:: PROBLEM TO SOLVE ::
Arrange every line of the entries below as a numbered list, skipping any blank lines and leaving the pictures out.

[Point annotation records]
— Start —
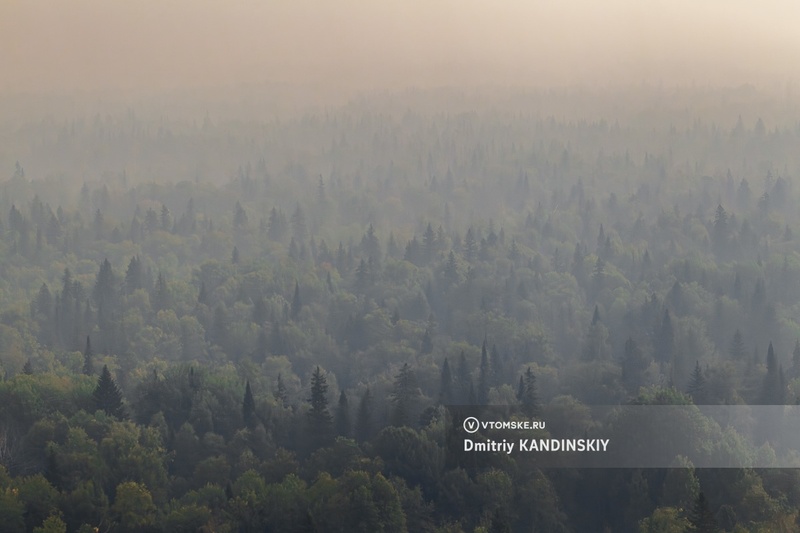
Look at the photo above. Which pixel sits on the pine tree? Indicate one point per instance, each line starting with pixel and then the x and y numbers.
pixel 297 305
pixel 701 518
pixel 665 339
pixel 427 343
pixel 107 395
pixel 319 417
pixel 403 396
pixel 484 377
pixel 697 385
pixel 446 384
pixel 530 398
pixel 772 390
pixel 343 416
pixel 364 417
pixel 737 350
pixel 161 294
pixel 88 358
pixel 134 277
pixel 280 392
pixel 249 407
pixel 634 366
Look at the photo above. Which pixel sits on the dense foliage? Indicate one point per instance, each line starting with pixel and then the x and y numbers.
pixel 269 350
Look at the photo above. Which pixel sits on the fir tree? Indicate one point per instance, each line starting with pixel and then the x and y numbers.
pixel 530 398
pixel 319 417
pixel 446 384
pixel 343 416
pixel 403 396
pixel 249 407
pixel 665 339
pixel 737 350
pixel 697 385
pixel 280 392
pixel 88 358
pixel 484 376
pixel 701 518
pixel 107 395
pixel 297 305
pixel 364 417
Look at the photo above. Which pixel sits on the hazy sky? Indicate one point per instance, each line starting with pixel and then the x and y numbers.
— End —
:: CORRECT RESPONSE ::
1. Look at the photo above. Which pixel sits on the pine tree? Indicate one point per instance, each line starting with pixel and then the x and y numbers.
2. pixel 297 305
3. pixel 701 518
4. pixel 665 339
5. pixel 427 343
6. pixel 107 395
7. pixel 319 417
8. pixel 403 396
9. pixel 484 377
10. pixel 697 385
11. pixel 446 384
12. pixel 530 398
13. pixel 772 390
14. pixel 343 416
15. pixel 364 417
16. pixel 737 350
17. pixel 161 294
18. pixel 88 358
19. pixel 134 277
20. pixel 280 392
21. pixel 249 407
22. pixel 634 366
23. Look at the photo above. Which pixel sits on the dense foliage? Indicate one point per instance, each line starting with pixel and then the x and y numbers.
24. pixel 269 350
25. Look at the photo above. Which pixel sits on the fir tree? Indicate one point per instance, each line starting with pixel and then the x and y numbers.
26. pixel 530 398
27. pixel 319 417
28. pixel 446 384
29. pixel 343 416
30. pixel 403 396
31. pixel 249 407
32. pixel 665 339
33. pixel 737 350
34. pixel 697 385
35. pixel 280 392
36. pixel 88 358
37. pixel 484 376
38. pixel 701 518
39. pixel 107 395
40. pixel 297 305
41. pixel 364 417
42. Look at the photo above. Which pixel sits on the hazy sky? Indicate one point per instance, each line starting with pixel and then the x and y numbers.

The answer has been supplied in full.